_Work instruction_
According to the research overview, which organism is used as a system to explore how enhancer DNA sequences are syntactically defined?

_Excerpt provided_
BEGIN

Research


Overview: I aim to understand how organisms adapt in response to the environment using data science methodologies. I have lead research projects that utilize a variety of data types - including genomic, image (microscope and morphometrics), text, and geospatial data. I also have a strong background in advocating, training, and implementing open science strategies (open tools, data, and education) to fuel scientific reproducibility, access, and innovation. Always interested in collaboration!



Main Research Areas

Data Science Practice · Bio and Environmental data · Genome Evolution · Genetic Regulation


Increasing the Usability of Biodiversity and Environmental Data: All my research interests converge on my excitement for public biodiversity, biological, and environmental data. The value of this data is immense. This data, coupled with the increase in computational power, allows researchers for the first time to model emergent trends in biological systems and patterns of biodiversity at unprecedented rates and accuracy. My goal is to increase the usability, sustainability, and value of these data types through through research, data integration, community building, training and establishment of data standards. I am especially interested in the intersection in building research projects that combine multidisciplinary scientific domains and data types. I have worked with natural history museums, classrooms, and intern training programs to help achieve these goals.

Data Science as a Practice: How is Data Science performed for research within academia? How does the influx of data affect our research communities and how do we best leverage this data to fuel our research? We as an research community may not agree on the exact definition of Data Science, but we all clearly see how the increase in data is changing how research is performed. With this monumental shift we in research must understand and adapt our research practices. I have worked to establish standards and practices within our community including computational reproducibility, data management, career paths, and education. I am an open science advocate and actively work to make my research and the communities I work with strive for a more inclusive, transparent, and reproducible scientific future.

Genome Evolution: As a Postdoc in Michael Eisen’s lab at UC Berkeley, I employ comparative genomics techniques and confocal microscopy to understand the evolutionary constraints acting on enhancers. How do noncoding regions, such as enhancers, function in controlling spatiotemporal gene transcription? I use Drosophila as a system to explore how enhancer DNA sequences are syntactically defined and investigate the mysterious evolutionary forces guiding enhancer divergence between species. I also created strategies to microscopically image Drosophila, including creating several Drosophila imaging lines and build and employed confocal image analysis techniques using open source tools.

Genetic Regulation of Plant Morphology: Underlying much of my research has been the question - How do organisms get their shape? One of my main interests has been attempting to understand the evolutionary forces which regulate plant architecture including flower morphology, wood development, leaf evolution, and phyllotactic patterning. I use both molecular and data intensive techniques to quantify both global genetic patterning and harness high-throughput phenotyping techniques.

END

Data excerpts:
BEGIN

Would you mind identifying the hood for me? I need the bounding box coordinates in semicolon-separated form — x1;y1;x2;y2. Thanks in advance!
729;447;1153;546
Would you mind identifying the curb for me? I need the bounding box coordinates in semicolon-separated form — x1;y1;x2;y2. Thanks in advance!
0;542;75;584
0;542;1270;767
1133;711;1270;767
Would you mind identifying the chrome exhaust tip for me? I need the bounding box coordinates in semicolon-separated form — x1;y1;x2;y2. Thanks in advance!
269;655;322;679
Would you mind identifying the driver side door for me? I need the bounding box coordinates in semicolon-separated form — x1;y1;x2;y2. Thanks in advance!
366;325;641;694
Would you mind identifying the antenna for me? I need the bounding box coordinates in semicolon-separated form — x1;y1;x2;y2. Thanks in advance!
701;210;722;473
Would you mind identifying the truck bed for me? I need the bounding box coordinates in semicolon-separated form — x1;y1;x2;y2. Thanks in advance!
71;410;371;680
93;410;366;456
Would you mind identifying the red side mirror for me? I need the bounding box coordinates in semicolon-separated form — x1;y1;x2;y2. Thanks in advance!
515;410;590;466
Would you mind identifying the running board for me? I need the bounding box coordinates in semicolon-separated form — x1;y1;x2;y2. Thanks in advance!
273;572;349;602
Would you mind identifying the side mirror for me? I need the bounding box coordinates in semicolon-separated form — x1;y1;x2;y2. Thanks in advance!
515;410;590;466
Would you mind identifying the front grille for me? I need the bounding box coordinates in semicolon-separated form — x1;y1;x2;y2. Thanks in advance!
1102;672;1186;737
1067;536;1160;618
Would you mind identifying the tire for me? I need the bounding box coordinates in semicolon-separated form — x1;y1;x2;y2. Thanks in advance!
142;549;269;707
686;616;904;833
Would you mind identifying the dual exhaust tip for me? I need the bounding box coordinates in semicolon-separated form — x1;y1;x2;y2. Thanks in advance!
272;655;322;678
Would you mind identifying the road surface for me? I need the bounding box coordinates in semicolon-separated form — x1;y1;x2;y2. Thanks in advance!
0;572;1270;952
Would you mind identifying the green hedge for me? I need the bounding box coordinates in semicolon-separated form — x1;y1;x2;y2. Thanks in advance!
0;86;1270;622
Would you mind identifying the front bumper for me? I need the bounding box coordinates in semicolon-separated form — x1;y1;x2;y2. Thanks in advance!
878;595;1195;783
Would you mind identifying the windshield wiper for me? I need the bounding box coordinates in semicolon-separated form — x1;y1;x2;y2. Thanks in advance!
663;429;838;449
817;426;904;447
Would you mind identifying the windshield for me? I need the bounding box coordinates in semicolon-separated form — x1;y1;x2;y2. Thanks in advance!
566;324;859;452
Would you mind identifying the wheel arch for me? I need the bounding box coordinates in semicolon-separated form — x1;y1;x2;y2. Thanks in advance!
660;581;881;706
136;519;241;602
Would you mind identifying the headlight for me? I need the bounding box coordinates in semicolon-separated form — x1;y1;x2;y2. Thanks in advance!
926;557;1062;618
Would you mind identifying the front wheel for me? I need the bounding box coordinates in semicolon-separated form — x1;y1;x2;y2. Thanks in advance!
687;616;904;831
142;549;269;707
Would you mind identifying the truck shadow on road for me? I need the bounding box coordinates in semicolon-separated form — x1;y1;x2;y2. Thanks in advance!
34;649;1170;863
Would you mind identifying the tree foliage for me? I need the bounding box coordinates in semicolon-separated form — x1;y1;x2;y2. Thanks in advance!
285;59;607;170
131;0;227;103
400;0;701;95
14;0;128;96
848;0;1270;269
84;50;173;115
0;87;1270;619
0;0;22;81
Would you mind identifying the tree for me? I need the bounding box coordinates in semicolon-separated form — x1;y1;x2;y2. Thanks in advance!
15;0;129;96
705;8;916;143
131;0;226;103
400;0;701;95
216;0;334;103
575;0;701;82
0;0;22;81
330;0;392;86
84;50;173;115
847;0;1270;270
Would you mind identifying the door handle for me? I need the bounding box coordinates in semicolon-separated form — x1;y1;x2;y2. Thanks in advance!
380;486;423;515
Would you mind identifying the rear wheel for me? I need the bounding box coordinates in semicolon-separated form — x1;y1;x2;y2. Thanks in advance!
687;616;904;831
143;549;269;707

END
BEGIN

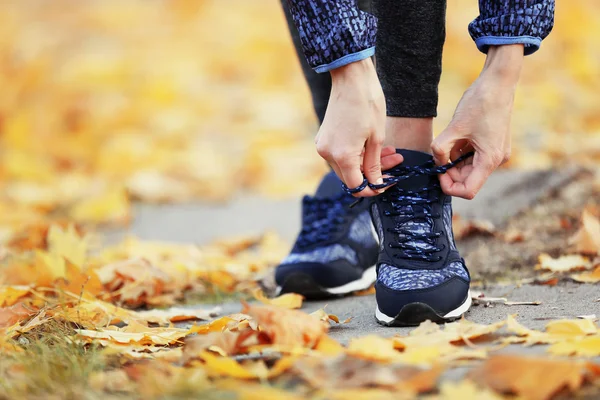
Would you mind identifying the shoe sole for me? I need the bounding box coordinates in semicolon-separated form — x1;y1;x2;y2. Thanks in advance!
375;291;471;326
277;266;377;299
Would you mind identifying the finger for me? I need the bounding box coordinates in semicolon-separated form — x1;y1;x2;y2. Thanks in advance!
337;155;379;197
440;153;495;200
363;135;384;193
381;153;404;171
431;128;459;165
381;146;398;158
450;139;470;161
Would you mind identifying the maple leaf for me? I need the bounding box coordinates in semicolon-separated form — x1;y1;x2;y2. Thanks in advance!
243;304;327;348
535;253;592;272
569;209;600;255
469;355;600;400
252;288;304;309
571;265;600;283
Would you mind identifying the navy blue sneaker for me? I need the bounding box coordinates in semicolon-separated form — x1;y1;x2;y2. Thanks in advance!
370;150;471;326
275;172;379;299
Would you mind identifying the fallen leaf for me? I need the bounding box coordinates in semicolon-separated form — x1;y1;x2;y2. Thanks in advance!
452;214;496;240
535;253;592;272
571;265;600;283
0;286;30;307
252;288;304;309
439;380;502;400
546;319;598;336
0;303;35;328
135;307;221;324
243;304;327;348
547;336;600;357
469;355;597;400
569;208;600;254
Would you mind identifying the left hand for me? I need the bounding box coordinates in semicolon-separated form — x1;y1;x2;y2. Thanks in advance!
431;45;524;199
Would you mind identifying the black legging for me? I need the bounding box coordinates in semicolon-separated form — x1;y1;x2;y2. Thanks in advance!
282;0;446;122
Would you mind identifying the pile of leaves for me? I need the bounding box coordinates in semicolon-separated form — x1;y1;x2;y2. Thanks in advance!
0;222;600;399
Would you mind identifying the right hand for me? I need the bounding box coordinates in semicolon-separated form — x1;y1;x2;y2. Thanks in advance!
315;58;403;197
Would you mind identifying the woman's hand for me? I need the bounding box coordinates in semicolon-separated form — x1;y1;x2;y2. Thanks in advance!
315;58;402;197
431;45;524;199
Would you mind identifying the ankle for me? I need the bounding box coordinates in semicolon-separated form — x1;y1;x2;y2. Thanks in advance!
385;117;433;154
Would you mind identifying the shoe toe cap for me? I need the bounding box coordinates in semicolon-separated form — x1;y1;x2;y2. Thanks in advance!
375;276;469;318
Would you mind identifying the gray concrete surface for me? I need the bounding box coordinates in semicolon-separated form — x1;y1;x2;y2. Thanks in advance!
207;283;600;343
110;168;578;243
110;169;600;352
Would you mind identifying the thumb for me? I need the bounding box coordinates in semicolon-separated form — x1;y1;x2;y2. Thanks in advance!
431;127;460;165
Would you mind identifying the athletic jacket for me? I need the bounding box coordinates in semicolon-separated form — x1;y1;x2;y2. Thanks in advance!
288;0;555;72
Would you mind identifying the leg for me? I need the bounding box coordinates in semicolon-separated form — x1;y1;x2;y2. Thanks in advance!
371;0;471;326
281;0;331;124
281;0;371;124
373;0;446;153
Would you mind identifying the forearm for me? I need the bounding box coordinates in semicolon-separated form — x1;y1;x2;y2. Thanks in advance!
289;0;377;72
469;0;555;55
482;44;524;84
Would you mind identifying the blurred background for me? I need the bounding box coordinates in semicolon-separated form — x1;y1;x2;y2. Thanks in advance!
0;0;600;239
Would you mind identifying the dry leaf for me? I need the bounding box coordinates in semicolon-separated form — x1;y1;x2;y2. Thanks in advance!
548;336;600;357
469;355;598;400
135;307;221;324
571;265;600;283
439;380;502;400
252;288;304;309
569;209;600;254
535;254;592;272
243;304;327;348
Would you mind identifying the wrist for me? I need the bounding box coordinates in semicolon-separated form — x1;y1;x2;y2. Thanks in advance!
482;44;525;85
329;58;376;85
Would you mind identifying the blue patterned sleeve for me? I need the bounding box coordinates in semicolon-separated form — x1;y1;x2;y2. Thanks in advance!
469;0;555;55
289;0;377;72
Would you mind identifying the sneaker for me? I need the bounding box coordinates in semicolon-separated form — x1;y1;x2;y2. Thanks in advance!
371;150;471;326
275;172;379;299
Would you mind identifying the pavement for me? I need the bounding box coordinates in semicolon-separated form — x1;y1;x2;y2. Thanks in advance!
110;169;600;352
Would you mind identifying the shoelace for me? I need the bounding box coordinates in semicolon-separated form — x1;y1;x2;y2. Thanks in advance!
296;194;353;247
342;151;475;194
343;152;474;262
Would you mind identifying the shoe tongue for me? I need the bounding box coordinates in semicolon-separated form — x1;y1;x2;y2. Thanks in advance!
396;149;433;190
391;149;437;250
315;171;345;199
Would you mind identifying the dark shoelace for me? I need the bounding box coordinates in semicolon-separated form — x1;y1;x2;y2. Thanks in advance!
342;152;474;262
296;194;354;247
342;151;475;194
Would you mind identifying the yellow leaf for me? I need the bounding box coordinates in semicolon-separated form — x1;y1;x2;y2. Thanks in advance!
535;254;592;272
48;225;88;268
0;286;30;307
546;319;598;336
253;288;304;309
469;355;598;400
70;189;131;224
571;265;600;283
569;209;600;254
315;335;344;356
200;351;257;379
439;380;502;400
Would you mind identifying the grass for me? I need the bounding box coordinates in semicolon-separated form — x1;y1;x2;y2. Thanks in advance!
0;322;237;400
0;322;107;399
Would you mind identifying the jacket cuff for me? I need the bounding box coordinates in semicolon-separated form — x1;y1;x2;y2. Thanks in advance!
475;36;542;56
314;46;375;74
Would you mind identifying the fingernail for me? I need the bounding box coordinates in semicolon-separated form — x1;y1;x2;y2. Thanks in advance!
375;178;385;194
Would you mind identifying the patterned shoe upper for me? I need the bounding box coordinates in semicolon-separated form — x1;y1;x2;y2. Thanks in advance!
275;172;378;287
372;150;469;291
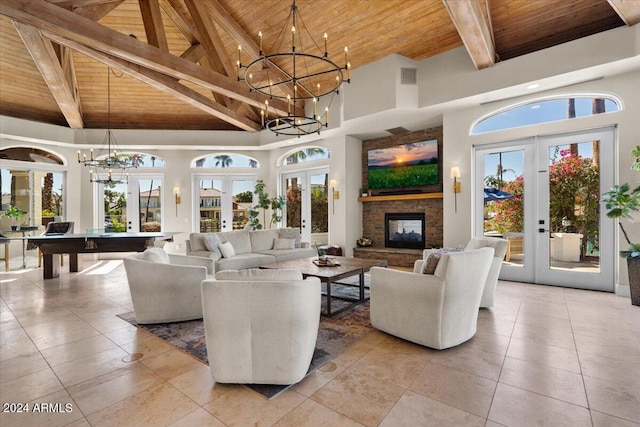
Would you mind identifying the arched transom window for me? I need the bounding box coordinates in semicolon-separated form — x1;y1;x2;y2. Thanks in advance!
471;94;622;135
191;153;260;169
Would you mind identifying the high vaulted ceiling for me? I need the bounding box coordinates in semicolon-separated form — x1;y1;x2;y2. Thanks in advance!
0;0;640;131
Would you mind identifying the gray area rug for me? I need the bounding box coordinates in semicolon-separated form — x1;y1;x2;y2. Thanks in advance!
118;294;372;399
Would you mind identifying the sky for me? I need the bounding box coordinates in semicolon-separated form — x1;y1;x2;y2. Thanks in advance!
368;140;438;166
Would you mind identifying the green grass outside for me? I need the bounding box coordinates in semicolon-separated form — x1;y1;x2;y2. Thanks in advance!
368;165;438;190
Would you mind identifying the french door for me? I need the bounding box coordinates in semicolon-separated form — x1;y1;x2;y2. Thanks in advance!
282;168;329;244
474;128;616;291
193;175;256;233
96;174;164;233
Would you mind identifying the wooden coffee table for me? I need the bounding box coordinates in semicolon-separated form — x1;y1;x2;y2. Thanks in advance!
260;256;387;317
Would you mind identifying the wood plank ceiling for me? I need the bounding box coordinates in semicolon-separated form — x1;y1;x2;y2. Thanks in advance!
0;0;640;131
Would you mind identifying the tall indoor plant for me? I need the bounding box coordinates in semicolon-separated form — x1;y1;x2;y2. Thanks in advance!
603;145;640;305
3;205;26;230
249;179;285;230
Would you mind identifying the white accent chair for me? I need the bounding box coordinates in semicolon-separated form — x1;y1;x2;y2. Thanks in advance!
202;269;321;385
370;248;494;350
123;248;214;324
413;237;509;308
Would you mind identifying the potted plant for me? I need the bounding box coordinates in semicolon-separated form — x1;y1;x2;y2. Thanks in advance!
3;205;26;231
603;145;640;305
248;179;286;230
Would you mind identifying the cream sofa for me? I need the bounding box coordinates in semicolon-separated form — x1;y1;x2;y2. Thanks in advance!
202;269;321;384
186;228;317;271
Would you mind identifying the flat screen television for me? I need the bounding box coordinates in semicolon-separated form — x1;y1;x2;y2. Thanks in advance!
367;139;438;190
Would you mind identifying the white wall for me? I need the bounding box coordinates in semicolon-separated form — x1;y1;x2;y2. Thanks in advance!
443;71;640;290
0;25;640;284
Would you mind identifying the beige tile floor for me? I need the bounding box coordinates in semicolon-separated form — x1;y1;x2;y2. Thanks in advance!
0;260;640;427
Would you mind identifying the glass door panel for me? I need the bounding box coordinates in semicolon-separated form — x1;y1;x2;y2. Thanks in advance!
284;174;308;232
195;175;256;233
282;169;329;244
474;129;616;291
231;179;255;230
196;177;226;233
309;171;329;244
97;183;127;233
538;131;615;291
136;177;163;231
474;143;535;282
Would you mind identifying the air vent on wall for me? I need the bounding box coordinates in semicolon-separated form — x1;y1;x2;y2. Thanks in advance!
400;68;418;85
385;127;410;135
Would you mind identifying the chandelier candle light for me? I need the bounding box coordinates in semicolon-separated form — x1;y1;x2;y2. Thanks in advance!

END

_Answer box_
Drosophila.